## [Tarea]
Pasa al inglés esta oración del texto sobre la Ilustración: «Se enfrentaron algunos ilustrados al despotismo de los reyes y al fanatismo oscurantista del clero.»

## [Texto para leer]
Por otra parte, de todos estos niños, sería Gaspar Melchor, el regalo de los Reyes Magos, el que estaría destinado a cobrar fama en toda España y aun en Europa. En Asturias, además, son también conocidos, aunque no tanto, dos más: Francisco de Paula, «Pachín», como le llamaba nuestro personaje, y María Josefa, «Pepa» o la «Argandona», ilustre escritora en lengua asturiana.

En 1744 ¿qué pasaba en el mundo? Al menos en Europa, se estaban dando ciertas transformaciones. Eran los tiempos en que comenzaba a nacer una nueva mentalidad: la Ilustración o, también, El Siglo de las Luces” Se trataba de difundir entre el pueblo un mayor nivel de instrucción, de crear instituciones para que la población de las naciones aumentara su nivel educativo y técnico, fomentar la ciencia y la técnica con el fin de que el pueblo llegara a sentirse más libre y feliz.

Estas ideas que ciertos intelectuales europeos amasaron y difundieron tuvieron su origen, principalmente, en las Islas Británicas. Figuras como John Locke o David Hume hablaron de la necesidad creciente de una mayor tolerancia y de un respeto mayor a las opiniones y creencias de los demás. Claro está que cuanto predicaban los ingleses era para su aplicación en los demás, ellos se reservaban el derecho a ser intolerantes con católicos y españoles.

Se enfrentaron algunos ilustrados al despotismo de los reyes y al fanatismo oscurantista del clero. No obstante, en Inglaterra este tipo de ideas nunca tuvo un carácter revolucionario ni radical. Transplantadas a Francia, en cambio, prenderían en una clase burguesa, es decir, en una parte de la población bien instalada pero carente de privilegios y harta de los excesos que nobles y reyes cometían sin pudor. En Francia la Ilustración derivaría en Revolución, esto es, en el aniquilamiento del Antiguo Régimen.

## [Entradas de datos]
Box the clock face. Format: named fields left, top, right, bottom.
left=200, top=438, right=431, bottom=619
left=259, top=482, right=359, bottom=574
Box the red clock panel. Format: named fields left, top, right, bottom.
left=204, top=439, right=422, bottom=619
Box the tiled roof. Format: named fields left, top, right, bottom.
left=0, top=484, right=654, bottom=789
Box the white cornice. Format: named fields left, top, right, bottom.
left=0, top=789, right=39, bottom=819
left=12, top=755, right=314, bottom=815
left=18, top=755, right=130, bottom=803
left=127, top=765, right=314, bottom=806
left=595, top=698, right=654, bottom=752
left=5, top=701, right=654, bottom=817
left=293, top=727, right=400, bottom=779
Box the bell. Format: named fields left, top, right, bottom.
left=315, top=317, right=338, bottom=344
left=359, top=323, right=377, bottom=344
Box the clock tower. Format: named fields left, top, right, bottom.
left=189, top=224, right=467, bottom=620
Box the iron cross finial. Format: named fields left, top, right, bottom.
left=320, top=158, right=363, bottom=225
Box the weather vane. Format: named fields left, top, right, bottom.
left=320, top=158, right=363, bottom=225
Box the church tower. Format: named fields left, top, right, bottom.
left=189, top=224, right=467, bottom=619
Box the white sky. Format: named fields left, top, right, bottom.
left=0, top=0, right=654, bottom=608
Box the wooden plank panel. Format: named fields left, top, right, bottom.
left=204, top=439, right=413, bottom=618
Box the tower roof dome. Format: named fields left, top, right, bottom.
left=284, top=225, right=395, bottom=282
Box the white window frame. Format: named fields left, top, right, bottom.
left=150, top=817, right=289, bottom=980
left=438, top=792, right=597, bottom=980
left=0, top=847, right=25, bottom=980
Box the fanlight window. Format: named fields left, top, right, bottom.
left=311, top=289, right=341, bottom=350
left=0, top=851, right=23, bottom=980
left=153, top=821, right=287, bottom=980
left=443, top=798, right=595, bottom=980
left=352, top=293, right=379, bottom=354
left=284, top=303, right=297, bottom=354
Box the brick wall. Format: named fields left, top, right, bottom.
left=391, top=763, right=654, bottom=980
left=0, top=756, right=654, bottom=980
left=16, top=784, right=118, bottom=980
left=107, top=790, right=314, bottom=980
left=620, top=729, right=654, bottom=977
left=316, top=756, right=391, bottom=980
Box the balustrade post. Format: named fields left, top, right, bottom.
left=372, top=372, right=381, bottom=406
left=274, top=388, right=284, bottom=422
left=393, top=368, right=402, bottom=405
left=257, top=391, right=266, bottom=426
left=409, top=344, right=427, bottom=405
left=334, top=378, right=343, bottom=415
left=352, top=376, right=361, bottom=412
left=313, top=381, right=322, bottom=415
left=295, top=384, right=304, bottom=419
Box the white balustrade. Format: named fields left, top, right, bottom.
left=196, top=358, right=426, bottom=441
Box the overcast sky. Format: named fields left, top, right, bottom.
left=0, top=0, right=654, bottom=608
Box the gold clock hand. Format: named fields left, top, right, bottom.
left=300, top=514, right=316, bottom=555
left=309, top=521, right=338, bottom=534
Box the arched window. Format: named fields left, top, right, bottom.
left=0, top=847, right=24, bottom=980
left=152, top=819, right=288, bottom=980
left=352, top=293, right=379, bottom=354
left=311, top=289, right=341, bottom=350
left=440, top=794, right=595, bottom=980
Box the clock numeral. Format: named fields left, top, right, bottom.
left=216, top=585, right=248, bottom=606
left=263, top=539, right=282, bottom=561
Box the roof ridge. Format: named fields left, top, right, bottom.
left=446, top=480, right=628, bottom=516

## [Solución]
Some Enlightenment thinkers stood up to the despotism of kings and to the obscurantist fanaticism of the clergy.